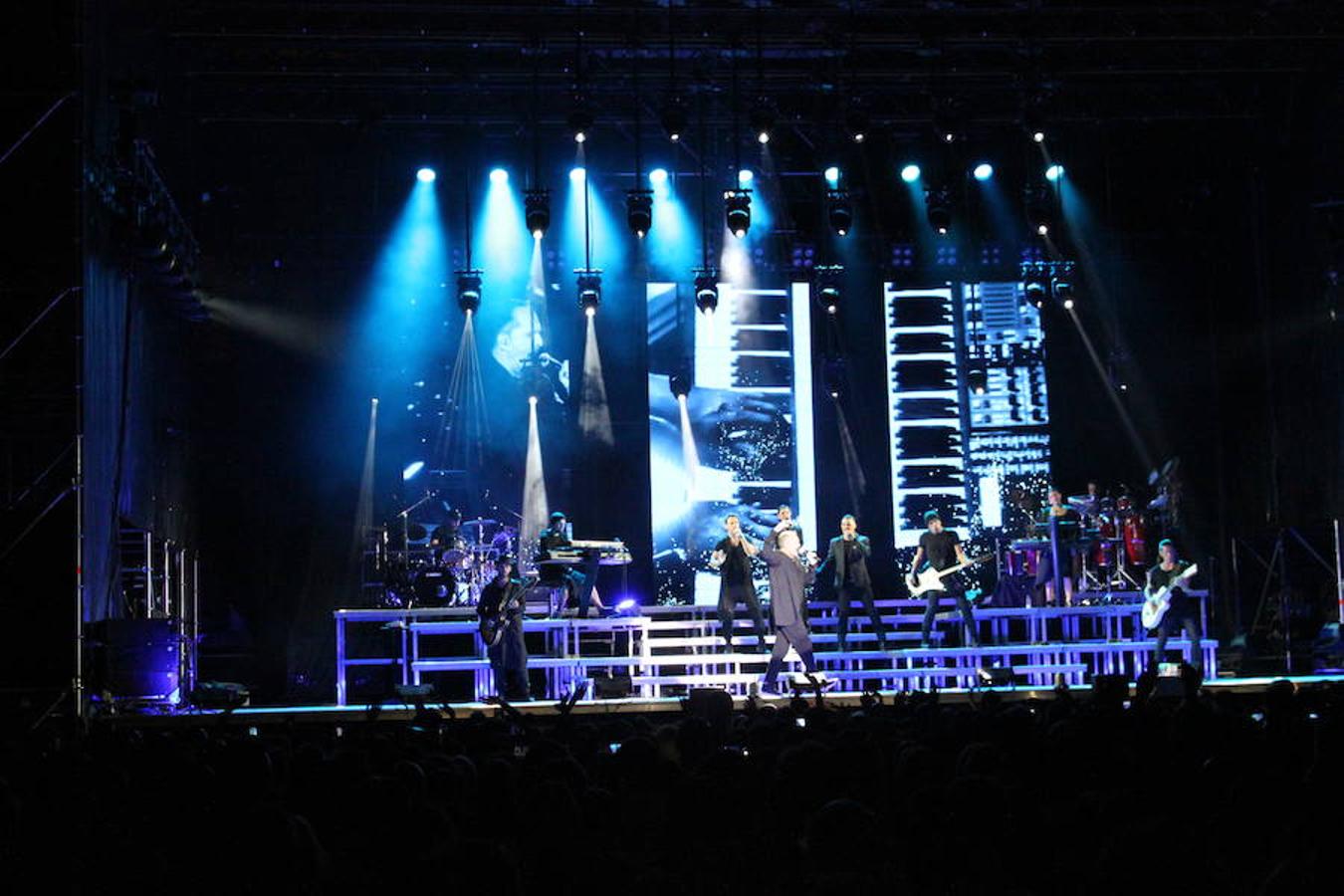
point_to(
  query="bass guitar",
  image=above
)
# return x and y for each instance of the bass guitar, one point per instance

- [Request] Return the lines above word for word, without the picture.

- [Output of the task]
point_to(
  query="bass guitar",
  image=above
)
# return x and y for each instance of the bass guitar, one point per instance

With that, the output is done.